DOCUMENT:
Reflections

‘No Longer at Ease … in the Old Dispensation’

Today is Ash Wednesday, the first day of Lent. In churches across the country, priests will admonish the faithful to “remember that thou art dust and to dust thou shalt return.” These words offer a salutary reminder of what awaits all of us. “The paths of glory lead but to the grave.” In the meantime, like the Preacher in Ecclesiastes, we spend our years trying to give meaning to our lives.

There was a time when religion and communal traditions provided answers to those who questioned life’s purpose. In our secular age, when religion has waned and many of our communal traditions are crumbling, answers to life’s eternal questions become ever more difficult. Like the Magi in T.S. Eliot’s famous poem, we are “no longer at ease … in the old dispensation.”

Without a set of touchstones or guidance, it is all too easy to fall into the black pit of nihilism, to consider life “a tale told by an idiot, full of sound and fury, signifying nothing”. Bereft of meaning, many seek solace in drugs or drink. Some decide that life is just not worth living. The devastation caused by suicide, for the victim, for those left behind, and for society is inestimable.

MATERIAL SUPPLIED:
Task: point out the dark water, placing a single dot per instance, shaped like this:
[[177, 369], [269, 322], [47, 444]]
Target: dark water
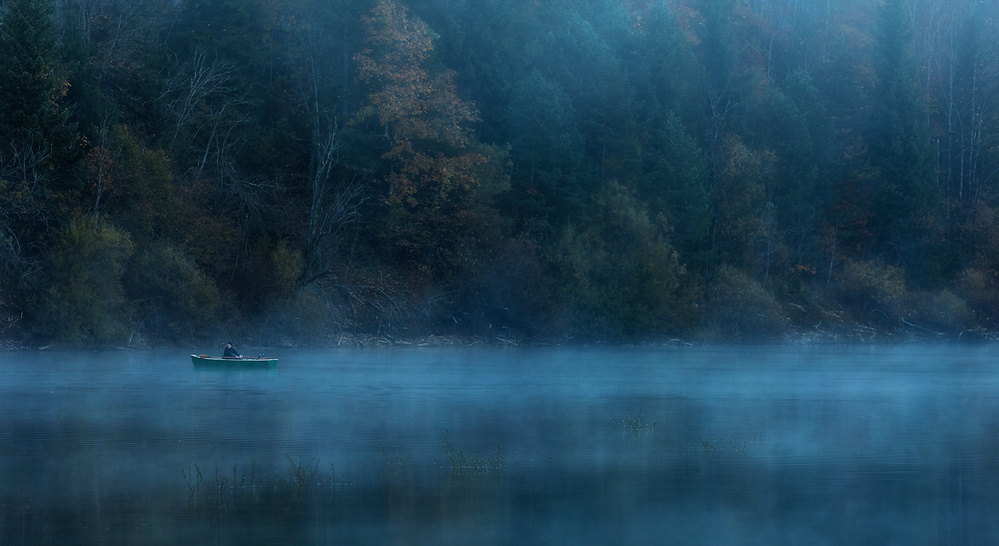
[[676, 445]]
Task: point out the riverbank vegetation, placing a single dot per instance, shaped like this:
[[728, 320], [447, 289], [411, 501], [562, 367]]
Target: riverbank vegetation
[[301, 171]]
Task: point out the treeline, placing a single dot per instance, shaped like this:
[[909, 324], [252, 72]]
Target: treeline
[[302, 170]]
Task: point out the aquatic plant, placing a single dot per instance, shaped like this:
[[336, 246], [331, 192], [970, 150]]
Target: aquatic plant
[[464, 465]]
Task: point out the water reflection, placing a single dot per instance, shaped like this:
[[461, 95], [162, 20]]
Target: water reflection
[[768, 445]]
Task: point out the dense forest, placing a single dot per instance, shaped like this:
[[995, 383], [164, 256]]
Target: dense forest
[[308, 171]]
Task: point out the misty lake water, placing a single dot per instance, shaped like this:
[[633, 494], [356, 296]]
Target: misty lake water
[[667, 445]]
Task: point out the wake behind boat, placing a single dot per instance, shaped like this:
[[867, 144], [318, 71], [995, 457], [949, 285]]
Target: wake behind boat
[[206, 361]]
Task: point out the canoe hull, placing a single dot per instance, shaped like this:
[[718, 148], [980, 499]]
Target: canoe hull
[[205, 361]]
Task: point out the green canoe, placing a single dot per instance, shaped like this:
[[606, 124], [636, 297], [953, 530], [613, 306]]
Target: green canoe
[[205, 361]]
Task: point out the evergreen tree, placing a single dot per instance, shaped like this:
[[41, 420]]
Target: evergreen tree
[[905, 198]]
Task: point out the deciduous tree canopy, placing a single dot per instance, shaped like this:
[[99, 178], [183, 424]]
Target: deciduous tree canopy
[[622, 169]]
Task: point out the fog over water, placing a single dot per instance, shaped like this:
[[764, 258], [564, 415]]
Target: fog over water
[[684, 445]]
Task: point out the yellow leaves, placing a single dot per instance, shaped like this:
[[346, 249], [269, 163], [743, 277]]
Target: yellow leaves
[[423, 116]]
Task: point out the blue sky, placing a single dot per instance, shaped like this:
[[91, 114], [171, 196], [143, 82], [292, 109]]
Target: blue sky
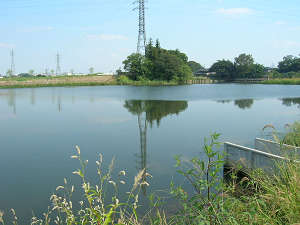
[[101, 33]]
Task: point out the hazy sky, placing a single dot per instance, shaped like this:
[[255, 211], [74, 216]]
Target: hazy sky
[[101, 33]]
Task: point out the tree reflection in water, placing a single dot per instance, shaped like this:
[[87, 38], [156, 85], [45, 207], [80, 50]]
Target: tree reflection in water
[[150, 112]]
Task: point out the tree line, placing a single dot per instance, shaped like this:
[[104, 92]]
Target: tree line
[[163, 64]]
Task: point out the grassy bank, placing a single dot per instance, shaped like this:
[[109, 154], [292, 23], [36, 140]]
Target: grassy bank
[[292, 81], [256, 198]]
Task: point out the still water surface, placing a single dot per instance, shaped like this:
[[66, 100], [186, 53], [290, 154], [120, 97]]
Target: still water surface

WHAT YOU NEED TO DO: Reproduce the Ash Wednesday reflection from the top of the page in full, word for word.

RESULT FOR THIS TASK:
Reflections

‘No Longer at Ease … in the Old Dispensation’

Today is Ash Wednesday, the first day of Lent. In churches across the country, priests will admonish the faithful to “remember that thou art dust and to dust thou shalt return.” These words offer a salutary reminder of what awaits all of us. “The paths of glory lead but to the grave.” In the meantime, like the Preacher in Ecclesiastes, we spend our years trying to give meaning to our lives.

There was a time when religion and communal traditions provided answers to those who questioned life’s purpose. In our secular age, when religion has waned and many of our communal traditions are crumbling, answers to life’s eternal questions become ever more difficult. Like the Magi in T.S. Eliot’s famous poem, we are “no longer at ease … in the old dispensation.”

Without a set of touchstones or guidance, it is all too easy to fall into the black pit of nihilism, to consider life “a tale told by an idiot, full of sound and fury, signifying nothing”. Bereft of meaning, many seek solace in drugs or drink. Some decide that life is just not worth living. The devastation caused by suicide, for the victim, for those left behind, and for society is inestimable.